• Data provided

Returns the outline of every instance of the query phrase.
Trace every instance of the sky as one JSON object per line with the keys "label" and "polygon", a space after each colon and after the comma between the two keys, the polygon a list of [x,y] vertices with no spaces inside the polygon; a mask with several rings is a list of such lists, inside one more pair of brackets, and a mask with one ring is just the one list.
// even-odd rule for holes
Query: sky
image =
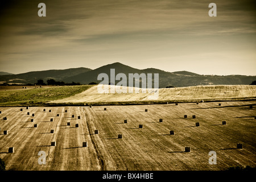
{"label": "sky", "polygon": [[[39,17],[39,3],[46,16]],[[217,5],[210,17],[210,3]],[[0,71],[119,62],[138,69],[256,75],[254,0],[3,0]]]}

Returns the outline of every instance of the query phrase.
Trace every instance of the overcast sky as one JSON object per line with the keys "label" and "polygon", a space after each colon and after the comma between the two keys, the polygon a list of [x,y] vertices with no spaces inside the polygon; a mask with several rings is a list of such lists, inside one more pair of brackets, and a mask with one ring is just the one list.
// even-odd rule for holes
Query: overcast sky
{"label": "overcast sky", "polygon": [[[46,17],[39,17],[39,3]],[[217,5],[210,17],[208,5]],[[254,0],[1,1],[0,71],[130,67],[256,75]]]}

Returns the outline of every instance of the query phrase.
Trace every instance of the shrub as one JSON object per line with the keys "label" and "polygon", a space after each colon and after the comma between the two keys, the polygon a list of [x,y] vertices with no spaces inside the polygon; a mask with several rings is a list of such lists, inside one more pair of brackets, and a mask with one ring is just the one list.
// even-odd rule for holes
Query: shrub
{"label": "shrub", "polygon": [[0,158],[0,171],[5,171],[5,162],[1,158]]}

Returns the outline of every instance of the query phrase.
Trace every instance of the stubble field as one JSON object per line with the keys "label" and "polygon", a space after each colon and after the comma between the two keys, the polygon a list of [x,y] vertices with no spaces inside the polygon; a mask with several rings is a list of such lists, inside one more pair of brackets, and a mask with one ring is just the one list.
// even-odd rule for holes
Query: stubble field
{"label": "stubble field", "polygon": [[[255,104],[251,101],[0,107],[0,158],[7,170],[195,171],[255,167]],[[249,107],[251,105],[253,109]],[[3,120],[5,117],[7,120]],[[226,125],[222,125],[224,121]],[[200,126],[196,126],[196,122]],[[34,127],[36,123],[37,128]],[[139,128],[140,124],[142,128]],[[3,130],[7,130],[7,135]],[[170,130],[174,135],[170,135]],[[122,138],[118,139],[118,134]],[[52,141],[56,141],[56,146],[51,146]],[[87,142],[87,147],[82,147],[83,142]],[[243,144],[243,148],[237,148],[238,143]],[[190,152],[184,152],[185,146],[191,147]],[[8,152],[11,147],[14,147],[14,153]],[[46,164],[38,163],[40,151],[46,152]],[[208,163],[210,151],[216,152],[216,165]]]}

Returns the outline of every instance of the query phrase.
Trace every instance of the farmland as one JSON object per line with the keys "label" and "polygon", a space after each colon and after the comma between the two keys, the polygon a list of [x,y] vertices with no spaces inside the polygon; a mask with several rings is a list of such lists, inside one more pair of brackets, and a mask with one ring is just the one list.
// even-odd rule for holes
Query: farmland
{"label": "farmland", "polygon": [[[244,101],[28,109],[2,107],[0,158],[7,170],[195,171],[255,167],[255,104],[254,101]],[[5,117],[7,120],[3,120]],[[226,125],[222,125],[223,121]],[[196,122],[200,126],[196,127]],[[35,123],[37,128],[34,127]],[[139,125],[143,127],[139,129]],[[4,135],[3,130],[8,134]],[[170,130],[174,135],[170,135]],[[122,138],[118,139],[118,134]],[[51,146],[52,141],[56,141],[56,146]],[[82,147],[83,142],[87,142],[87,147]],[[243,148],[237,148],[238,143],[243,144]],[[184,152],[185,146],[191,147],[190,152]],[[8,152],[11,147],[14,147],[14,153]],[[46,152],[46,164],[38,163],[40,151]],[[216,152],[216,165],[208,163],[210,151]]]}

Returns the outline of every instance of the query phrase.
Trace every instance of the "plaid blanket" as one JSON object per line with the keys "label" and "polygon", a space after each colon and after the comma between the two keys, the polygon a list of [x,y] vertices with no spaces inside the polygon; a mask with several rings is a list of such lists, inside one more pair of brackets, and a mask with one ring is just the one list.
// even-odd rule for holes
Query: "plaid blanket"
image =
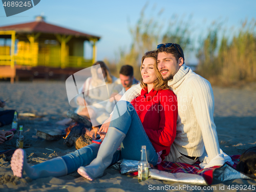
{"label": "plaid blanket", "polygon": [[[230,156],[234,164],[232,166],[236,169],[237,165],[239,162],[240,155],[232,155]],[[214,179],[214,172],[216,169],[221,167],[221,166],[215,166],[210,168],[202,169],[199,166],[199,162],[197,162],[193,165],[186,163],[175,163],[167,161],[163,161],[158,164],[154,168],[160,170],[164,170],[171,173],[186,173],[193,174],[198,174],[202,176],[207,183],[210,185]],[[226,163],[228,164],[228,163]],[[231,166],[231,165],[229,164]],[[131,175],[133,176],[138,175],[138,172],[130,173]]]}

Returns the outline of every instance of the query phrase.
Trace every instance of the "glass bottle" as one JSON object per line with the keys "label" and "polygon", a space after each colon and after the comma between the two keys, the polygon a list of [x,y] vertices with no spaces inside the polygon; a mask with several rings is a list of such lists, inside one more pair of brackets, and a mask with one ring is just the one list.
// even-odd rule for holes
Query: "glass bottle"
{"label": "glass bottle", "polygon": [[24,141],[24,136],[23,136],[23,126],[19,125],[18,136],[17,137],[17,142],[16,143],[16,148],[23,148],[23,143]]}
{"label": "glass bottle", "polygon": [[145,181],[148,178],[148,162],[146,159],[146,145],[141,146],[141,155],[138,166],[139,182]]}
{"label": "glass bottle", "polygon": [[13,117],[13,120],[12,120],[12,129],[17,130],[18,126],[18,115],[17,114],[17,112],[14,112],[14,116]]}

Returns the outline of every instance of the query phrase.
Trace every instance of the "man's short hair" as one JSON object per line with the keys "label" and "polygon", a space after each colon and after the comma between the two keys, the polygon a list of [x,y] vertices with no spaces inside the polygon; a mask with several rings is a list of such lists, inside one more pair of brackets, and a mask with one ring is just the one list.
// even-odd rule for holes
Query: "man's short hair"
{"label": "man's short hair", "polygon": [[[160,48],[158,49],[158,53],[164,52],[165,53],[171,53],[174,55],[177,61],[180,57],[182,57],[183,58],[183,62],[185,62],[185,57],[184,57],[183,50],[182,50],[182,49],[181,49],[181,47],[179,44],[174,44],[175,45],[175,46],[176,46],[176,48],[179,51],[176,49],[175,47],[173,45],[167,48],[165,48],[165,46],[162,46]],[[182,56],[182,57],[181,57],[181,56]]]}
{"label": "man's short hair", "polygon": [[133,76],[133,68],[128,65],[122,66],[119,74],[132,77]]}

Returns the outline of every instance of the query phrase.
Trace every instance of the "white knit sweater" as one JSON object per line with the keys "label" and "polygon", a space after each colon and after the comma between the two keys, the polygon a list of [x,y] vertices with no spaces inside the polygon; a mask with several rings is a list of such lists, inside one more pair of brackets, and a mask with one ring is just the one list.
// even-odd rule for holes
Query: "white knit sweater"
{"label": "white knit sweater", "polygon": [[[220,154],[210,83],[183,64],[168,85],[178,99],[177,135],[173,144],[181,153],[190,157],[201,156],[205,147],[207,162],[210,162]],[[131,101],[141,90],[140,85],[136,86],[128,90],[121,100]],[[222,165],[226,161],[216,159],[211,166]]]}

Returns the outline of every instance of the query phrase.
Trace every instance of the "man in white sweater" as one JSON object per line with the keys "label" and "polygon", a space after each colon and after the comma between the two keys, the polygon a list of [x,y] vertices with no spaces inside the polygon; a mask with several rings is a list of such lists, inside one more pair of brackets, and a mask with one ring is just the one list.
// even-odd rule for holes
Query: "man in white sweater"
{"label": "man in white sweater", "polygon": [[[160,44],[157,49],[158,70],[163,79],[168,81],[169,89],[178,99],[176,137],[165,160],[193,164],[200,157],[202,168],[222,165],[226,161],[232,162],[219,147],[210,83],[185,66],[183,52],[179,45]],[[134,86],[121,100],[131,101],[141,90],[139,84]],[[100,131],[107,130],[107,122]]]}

• The task
Select every line of the records above that contains the word "overcast", matching case exactly.

• Complete output
Trace every instance of the overcast sky as one JSON object per line with the keys "label" and "polygon", a space after each colon and after the comma between the two keys, the polygon a list of [x,y] vertices with no spaces inside the polygon; a mask with several rings is a list of such lists, inside one more pair of brackets, and a mask with one ring is just the one list.
Query: overcast sky
{"label": "overcast sky", "polygon": [[[46,17],[39,17],[39,3]],[[217,5],[210,17],[208,5]],[[254,0],[1,1],[0,71],[130,67],[256,75]]]}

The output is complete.